Problem to solve: Reproduce all records exactly.

Supplied material:
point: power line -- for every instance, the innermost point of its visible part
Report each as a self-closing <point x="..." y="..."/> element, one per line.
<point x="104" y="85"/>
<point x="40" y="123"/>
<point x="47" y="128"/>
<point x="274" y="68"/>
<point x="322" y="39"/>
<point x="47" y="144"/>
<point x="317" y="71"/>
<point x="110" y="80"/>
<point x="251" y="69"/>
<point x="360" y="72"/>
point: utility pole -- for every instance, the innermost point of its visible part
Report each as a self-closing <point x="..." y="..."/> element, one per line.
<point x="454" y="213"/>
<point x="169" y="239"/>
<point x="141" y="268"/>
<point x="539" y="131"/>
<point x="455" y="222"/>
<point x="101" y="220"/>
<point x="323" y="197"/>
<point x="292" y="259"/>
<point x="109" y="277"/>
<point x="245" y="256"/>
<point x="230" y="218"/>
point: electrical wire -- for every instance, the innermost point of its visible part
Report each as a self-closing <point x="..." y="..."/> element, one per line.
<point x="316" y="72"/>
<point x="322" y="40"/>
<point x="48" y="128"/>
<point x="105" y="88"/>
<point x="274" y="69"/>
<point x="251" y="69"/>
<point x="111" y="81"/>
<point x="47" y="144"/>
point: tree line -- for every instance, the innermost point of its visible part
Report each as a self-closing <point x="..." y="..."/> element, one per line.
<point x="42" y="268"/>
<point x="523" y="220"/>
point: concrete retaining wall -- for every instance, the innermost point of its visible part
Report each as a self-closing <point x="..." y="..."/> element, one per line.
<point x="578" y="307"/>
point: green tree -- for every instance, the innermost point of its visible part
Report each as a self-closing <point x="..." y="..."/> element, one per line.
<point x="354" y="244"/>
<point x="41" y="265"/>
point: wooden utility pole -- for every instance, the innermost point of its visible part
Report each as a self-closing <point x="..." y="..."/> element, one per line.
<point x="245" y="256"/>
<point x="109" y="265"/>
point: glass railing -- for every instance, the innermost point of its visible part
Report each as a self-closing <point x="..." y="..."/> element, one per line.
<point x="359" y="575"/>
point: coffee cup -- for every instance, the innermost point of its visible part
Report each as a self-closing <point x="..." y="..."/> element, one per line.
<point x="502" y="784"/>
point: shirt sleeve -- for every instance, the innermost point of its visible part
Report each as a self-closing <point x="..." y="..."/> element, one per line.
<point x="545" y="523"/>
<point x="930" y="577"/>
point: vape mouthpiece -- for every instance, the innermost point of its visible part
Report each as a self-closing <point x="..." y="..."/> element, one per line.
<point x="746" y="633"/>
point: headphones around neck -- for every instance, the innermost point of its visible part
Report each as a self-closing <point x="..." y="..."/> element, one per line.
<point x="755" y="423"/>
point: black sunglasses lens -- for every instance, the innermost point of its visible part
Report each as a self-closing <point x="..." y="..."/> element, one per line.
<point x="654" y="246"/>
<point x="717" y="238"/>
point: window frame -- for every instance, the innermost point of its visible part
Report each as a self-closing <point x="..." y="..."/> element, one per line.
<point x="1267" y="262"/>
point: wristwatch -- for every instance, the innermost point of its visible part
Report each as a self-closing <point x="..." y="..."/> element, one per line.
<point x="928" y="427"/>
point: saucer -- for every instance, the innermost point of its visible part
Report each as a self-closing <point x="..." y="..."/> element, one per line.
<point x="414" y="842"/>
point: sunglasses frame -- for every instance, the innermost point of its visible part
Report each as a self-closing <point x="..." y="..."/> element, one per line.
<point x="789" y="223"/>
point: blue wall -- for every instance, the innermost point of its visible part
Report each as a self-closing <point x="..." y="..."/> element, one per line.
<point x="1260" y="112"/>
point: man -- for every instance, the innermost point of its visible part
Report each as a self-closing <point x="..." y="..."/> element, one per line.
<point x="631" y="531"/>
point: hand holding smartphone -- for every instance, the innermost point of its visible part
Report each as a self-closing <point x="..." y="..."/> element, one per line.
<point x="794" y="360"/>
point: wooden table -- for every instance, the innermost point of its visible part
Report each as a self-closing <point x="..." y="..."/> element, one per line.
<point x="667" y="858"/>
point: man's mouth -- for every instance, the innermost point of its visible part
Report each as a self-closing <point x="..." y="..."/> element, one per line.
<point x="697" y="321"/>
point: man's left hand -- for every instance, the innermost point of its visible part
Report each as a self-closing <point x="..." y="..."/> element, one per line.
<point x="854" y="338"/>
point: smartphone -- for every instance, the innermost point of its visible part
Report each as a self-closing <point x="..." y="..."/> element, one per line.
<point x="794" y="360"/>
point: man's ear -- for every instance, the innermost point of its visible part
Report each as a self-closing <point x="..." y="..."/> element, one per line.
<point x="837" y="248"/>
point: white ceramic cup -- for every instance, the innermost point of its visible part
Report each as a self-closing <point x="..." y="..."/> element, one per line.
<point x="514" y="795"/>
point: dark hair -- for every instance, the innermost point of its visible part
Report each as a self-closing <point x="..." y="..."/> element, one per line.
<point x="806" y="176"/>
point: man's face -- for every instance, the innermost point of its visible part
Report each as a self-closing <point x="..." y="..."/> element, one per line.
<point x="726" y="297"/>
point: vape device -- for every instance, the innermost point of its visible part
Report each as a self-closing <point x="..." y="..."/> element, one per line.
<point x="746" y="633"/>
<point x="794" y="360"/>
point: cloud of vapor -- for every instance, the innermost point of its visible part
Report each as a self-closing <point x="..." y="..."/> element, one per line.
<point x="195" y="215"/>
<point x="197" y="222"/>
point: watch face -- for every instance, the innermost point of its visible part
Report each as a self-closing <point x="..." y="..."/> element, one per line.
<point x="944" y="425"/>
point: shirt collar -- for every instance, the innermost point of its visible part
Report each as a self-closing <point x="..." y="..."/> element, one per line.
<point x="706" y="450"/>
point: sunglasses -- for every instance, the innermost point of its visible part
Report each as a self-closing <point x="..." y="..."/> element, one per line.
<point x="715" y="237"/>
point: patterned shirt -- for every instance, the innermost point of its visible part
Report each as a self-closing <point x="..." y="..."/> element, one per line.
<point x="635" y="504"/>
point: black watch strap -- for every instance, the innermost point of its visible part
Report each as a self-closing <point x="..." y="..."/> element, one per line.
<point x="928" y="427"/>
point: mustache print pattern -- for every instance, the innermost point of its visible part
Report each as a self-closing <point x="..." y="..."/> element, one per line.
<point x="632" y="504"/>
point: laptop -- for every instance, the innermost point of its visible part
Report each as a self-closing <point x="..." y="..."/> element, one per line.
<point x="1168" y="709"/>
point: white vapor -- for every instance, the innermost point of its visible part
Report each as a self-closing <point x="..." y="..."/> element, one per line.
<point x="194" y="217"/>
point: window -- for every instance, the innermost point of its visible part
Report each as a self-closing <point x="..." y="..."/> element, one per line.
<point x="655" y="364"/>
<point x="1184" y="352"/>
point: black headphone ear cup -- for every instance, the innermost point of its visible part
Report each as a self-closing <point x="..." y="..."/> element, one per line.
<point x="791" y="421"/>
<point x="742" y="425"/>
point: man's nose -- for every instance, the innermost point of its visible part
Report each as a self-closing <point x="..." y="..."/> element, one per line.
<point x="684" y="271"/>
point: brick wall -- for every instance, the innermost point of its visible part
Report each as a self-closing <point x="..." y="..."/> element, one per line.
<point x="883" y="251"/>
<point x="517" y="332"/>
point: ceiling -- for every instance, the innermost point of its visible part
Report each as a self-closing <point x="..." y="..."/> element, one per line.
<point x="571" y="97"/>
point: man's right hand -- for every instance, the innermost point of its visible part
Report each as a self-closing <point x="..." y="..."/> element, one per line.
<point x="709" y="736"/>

Complete answer:
point: power line -- for every instance, the innermost point of its visible part
Report each as a self-closing <point x="..." y="..."/> element, one per line.
<point x="104" y="85"/>
<point x="40" y="123"/>
<point x="47" y="128"/>
<point x="274" y="68"/>
<point x="322" y="39"/>
<point x="47" y="144"/>
<point x="317" y="71"/>
<point x="110" y="80"/>
<point x="251" y="69"/>
<point x="360" y="72"/>
point: utility pole -- for every instance, the innermost point of its visible part
Report each as a self-closing <point x="..." y="..."/> element, one per line.
<point x="454" y="213"/>
<point x="169" y="239"/>
<point x="141" y="268"/>
<point x="539" y="131"/>
<point x="455" y="222"/>
<point x="101" y="220"/>
<point x="323" y="197"/>
<point x="292" y="259"/>
<point x="109" y="277"/>
<point x="245" y="256"/>
<point x="230" y="218"/>
point: electrical wire -- for every instance, the innermost point of its visible part
Report each as a self-closing <point x="..." y="..."/> element, one per line.
<point x="316" y="72"/>
<point x="322" y="40"/>
<point x="48" y="128"/>
<point x="105" y="88"/>
<point x="274" y="69"/>
<point x="251" y="69"/>
<point x="111" y="81"/>
<point x="47" y="144"/>
point: tree line -- for every instance, the innermost point of its visible part
Report each as a self-closing <point x="..." y="..."/> element, one per line.
<point x="42" y="268"/>
<point x="523" y="220"/>
point: concrete retaining wall -- for every instance, the innermost point of its visible part
Report each as a self-closing <point x="..." y="..."/> element, one per line.
<point x="578" y="307"/>
point: green tree -- for every instance, the innermost point of its visible part
Report each as a self-closing <point x="..." y="..."/> element, one per line.
<point x="354" y="244"/>
<point x="41" y="265"/>
point: wooden utility pole -- for every instance, the innermost point of its visible part
Report each as a self-closing <point x="..." y="..."/> element, one per line.
<point x="245" y="256"/>
<point x="109" y="265"/>
point: glass railing -- for every instance, the innermost point of its visible part
Report each as a self-closing <point x="..." y="..."/> element, one per line.
<point x="359" y="575"/>
point: coffee cup -- for every instance, the innermost point of its visible part
Report each as a self-closing <point x="..." y="..."/> element, one per line.
<point x="502" y="784"/>
point: shirt sleeve -- for every instance, the innermost point of its visible part
Report each as a self-closing <point x="..." y="..."/> element, one per line.
<point x="545" y="523"/>
<point x="930" y="577"/>
point: vape mouthpiece -- for every instance, the innermost point of its visible part
Report each as a self-closing <point x="..." y="..."/> element, one per line.
<point x="746" y="633"/>
point: headphones around neck -- for every instance, the innermost point of its visible part
Report each as a self-closing <point x="..." y="..."/> element, one per line.
<point x="755" y="423"/>
point: black sunglasses lens -- for every instance, the innermost point of its visible part
Report each as a self-closing <point x="..." y="..."/> element, one per line.
<point x="654" y="246"/>
<point x="717" y="238"/>
point: window frame -- for every instance, the innermost point of its visible part
Report each as a self-closing <point x="..." y="..."/> element, one per line.
<point x="1267" y="262"/>
point: wristwatch -- for every instance, the innermost point of its visible part
Report each as a self-closing <point x="..." y="..."/> element, one per line.
<point x="928" y="427"/>
point: saucer -- for every instance, the innermost point of its visible part
Report each as a self-closing <point x="..." y="..."/> element, one per line.
<point x="414" y="842"/>
point: sunglasses frame -- for every instance, the innermost point of its visible part
Report each as a self-closing <point x="..." y="..."/> element, one per line.
<point x="789" y="223"/>
point: blue wall -- for every instance, the innermost point of its visible part
Report each as a self-closing <point x="..." y="..."/> element, one per line.
<point x="1260" y="112"/>
point: man -- for every instance, the innermost point of its visible part
Report each as a self-closing <point x="..." y="..."/> element, one per line.
<point x="631" y="531"/>
point: hand holding smartphone -- for every instance, the innermost point of its visible part
Report each as a self-closing <point x="..." y="..."/> element, one per line.
<point x="794" y="360"/>
point: wooden table -- for every instance, the innermost point of its visible part
Report each as a self-closing <point x="..." y="..."/> element, one per line.
<point x="667" y="858"/>
point: man's mouth -- for every instance, the innermost point of its visible part
Report each as a self-closing <point x="..." y="..."/> element, one per line.
<point x="697" y="321"/>
point: man's left hand -- for every instance, the innermost point of its visible part
Report each as a self-closing <point x="..." y="..."/> element, one per line.
<point x="854" y="338"/>
point: smartphone -- for every instance, the innermost point of its visible part
Report each as a self-closing <point x="..." y="..."/> element, one per line.
<point x="794" y="360"/>
point: man's ear -- for every instance, the innermost point of its visible part
Report each as a self-closing <point x="..." y="..."/> element, one per line.
<point x="837" y="248"/>
point: white ceramic cup -- for every instance, the innermost point of its visible part
Report each as a self-closing <point x="..." y="..."/> element, one per line.
<point x="514" y="795"/>
point: dark hair -- for every instance, the innermost point of its visible part
Report each as a self-closing <point x="..." y="..."/> element, one per line.
<point x="806" y="176"/>
point: man's face -- for every instance, the innermost point of its visible part
Report each as a self-closing <point x="..." y="..."/> element, one per line.
<point x="726" y="297"/>
point: vape device -- for every instance, the innermost point of its visible part
Report each as a self-closing <point x="..." y="..."/> element, one per line.
<point x="746" y="633"/>
<point x="794" y="360"/>
point: cloud of vapor -- for every instance, the innermost point of its visible part
Report each as a self-closing <point x="..." y="..."/> element, one per line.
<point x="195" y="215"/>
<point x="197" y="222"/>
point: watch face -- for every instance, the innermost point of its visible part
Report each as a self-closing <point x="..." y="..."/> element, one per line.
<point x="944" y="425"/>
point: shirt collar -- for every instance, the innermost point of its visible part
Report each as a self-closing <point x="..." y="..."/> element, one per line.
<point x="706" y="450"/>
point: sunglasses -- for every instance, the innermost point of its visible part
Report each as a self-closing <point x="..." y="..."/> element, one per line.
<point x="715" y="237"/>
point: patterned shirt -- for every instance, the innermost point of its visible part
Report each as a self-closing <point x="..." y="..."/> element, one per line.
<point x="635" y="504"/>
point: black watch strap -- for every instance, the innermost point of its visible part
Report each as a self-closing <point x="..." y="..."/> element, one per line.
<point x="928" y="427"/>
point: mustache print pattern -- for every instance, the innermost point of its visible part
Report each as a self-closing <point x="..." y="..."/> element, one per line.
<point x="632" y="504"/>
point: laptop -- for every instance, the innermost point of its visible part
Report each as a self-closing <point x="..." y="..."/> element, one per line.
<point x="1168" y="709"/>
point: white vapor -- for every instance, the innermost point of its visible part
Report each as a self-closing <point x="..." y="..."/> element, one per line.
<point x="194" y="217"/>
point: window -- for every instance, the innermost point of its visible part
Report each as a self-closing <point x="..." y="..."/> element, one per line.
<point x="655" y="364"/>
<point x="1184" y="352"/>
point: black headphone ear cup -- for every instance, the innermost point of its visible part
Report each as a self-closing <point x="..." y="..."/> element, one per line.
<point x="791" y="421"/>
<point x="742" y="425"/>
point: man's nose -- for every instance, the innermost point of its visible part
Report each as a self-closing <point x="..." y="..."/> element, one per line.
<point x="684" y="271"/>
point: brick wall -- for every instance, the innermost point of its visible part
Report each as a self-closing <point x="..." y="..."/> element, one per line.
<point x="883" y="251"/>
<point x="517" y="332"/>
point: ceiling -- for every instance, the innermost point of its visible part
Report each as a self-closing <point x="..." y="..."/> element, one per line.
<point x="571" y="97"/>
point: man's right hand -- for every instance, the innermost point of its visible part
Report each as a self-closing <point x="..." y="..."/> element, one per line.
<point x="709" y="736"/>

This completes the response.